Begin Text

Houston, we have a (small-ball) problem

On February 4 this year, the Houston Rockets sent starting center Clint Capela, alongside Nene, to the Atlanta Hawks, as well as their 2020 first-round pick, and Gerald Green to the Denver Nuggets as part of a four-team trade earlier this year. In return, Houston received Robert Covington from the Minnesota Timberwolves.

After the trade, Houston only appeared in fourteen more games, leading up to the season suspension, meaning we are only subject to a rather minimal sample size of game tape. It’s way too soon to draw strong opinions as to whether or not Houston’s new lineup is successful or not, however, there are things we may pick up on--things that may serve as indications of the Rockets’ power.

There were mixed emotions upon this move as many applauded Houston’s choice while others criticized and questioned their thought process. However, all bias aside, here I will take an in-depth dive into this new team on both sides of the ball; I hope to highlight the strengths and weaknesses of this revolutionary style of play and break down this new roster on a deeper scale.


At the time of this trade, some were skeptical as to what Daryl Morey--GM of the Houston Rockets--was doing as his team was left with only two real centers: Isaiah Hartenstein and Tyson Chandler, both of whom were averaging less than five points per game on less than fifteen minutes per game. Houston’s trade forced them into sacrificing a lot of their size for an increase in shooting as they acquired Robert Covington who has shot at least 35% from three-pointers for the last three years.

Houston seemed to have taken the idea of “small-ball” to the extreme now that their new starting center became 6’ 5 PJ Tucker. It seemed like Houston wanted to embrace a new team culture that revolved around lineups of five-out and elite spacing for an inside--beneficial for an inside force like Russell Westbrook. The new Houston starting five--Russell Westbrook, James Harden, Danuel House, Robert Covington, and PJ Tucker--now consisted of strong three-point shooters who can all hit on high volume. All of these starters, but Westbrook, are shooting at least 35% from three on at least 4 attempts a game this year.

End Text

→ **List of tasks**:
1. Retype the Rockets small-ball article from "After the trade, Houston" to "the Rockets’ power.".
2. Extend the Rockets small-ball article past its final sentence.

Begin Recorded information

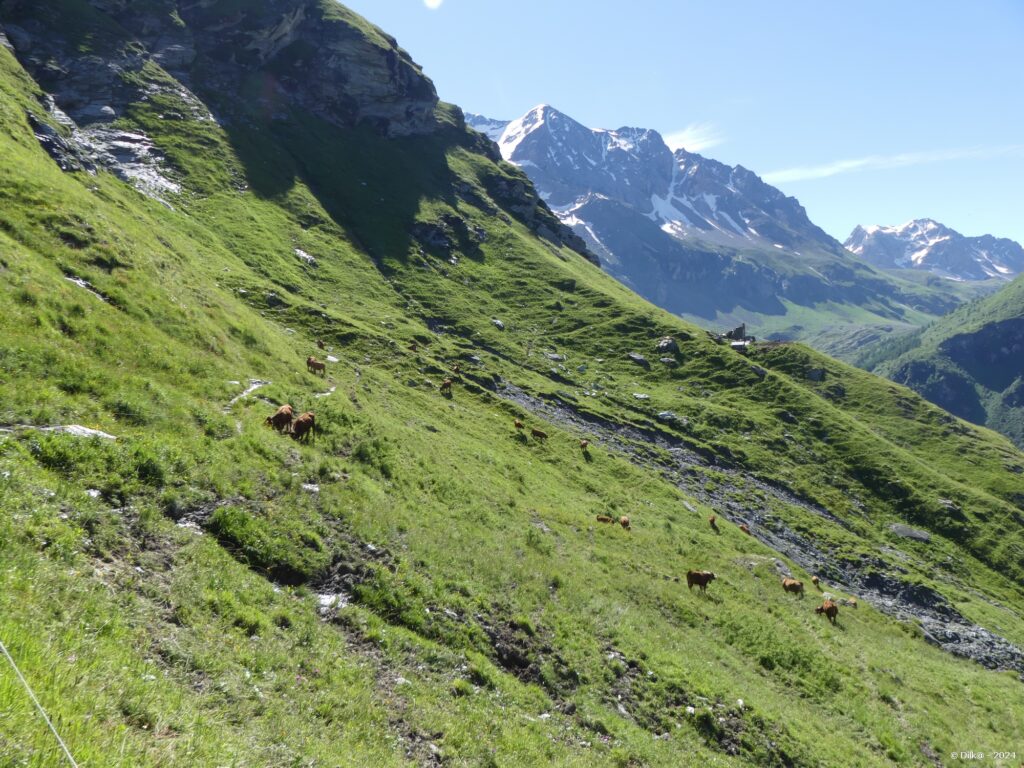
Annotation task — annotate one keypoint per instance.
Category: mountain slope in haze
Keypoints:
(970, 363)
(927, 245)
(420, 583)
(710, 242)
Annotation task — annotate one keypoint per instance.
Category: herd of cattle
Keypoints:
(301, 428)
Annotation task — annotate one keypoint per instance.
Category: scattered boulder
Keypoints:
(667, 344)
(639, 359)
(670, 417)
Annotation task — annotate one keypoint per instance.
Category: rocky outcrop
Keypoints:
(323, 59)
(300, 53)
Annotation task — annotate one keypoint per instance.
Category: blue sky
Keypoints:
(867, 112)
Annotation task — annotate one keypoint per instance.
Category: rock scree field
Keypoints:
(193, 195)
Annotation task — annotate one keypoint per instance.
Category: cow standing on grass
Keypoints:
(793, 586)
(282, 420)
(829, 608)
(302, 428)
(700, 578)
(313, 366)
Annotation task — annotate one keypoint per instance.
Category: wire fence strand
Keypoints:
(39, 707)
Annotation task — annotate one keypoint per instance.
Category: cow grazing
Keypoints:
(700, 578)
(282, 420)
(829, 608)
(792, 585)
(302, 428)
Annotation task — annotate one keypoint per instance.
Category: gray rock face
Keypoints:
(323, 59)
(691, 235)
(929, 246)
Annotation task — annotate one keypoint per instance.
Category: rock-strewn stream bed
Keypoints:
(871, 580)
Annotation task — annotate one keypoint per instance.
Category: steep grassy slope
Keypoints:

End Recorded information

→ **Responses**:
1.
After the trade, Houston only appeared in fourteen more games, leading up to the season suspension, meaning we are only subject to a rather minimal sample size of game tape. It’s way too soon to draw strong opinions as to whether or not Houston’s new lineup is successful or not, however, there are things we may pick up on--things that may serve as indications of the Rockets’ power.

2.
From even just the eye test, offensively, this lineup looks like it will be successful down the line. Their offense beforehand had already been revolving around the iso-heavy James Harden. However, after the trade, in the small collection of games in which this small-ball Rockets team has played, Harden further elevates his team on the offensive side through his interior attacks and isolations that primarily equate in an easier shot due to a thinly spread defense, or a kick-out to an open shooter if the defense chooses to collapse and trap.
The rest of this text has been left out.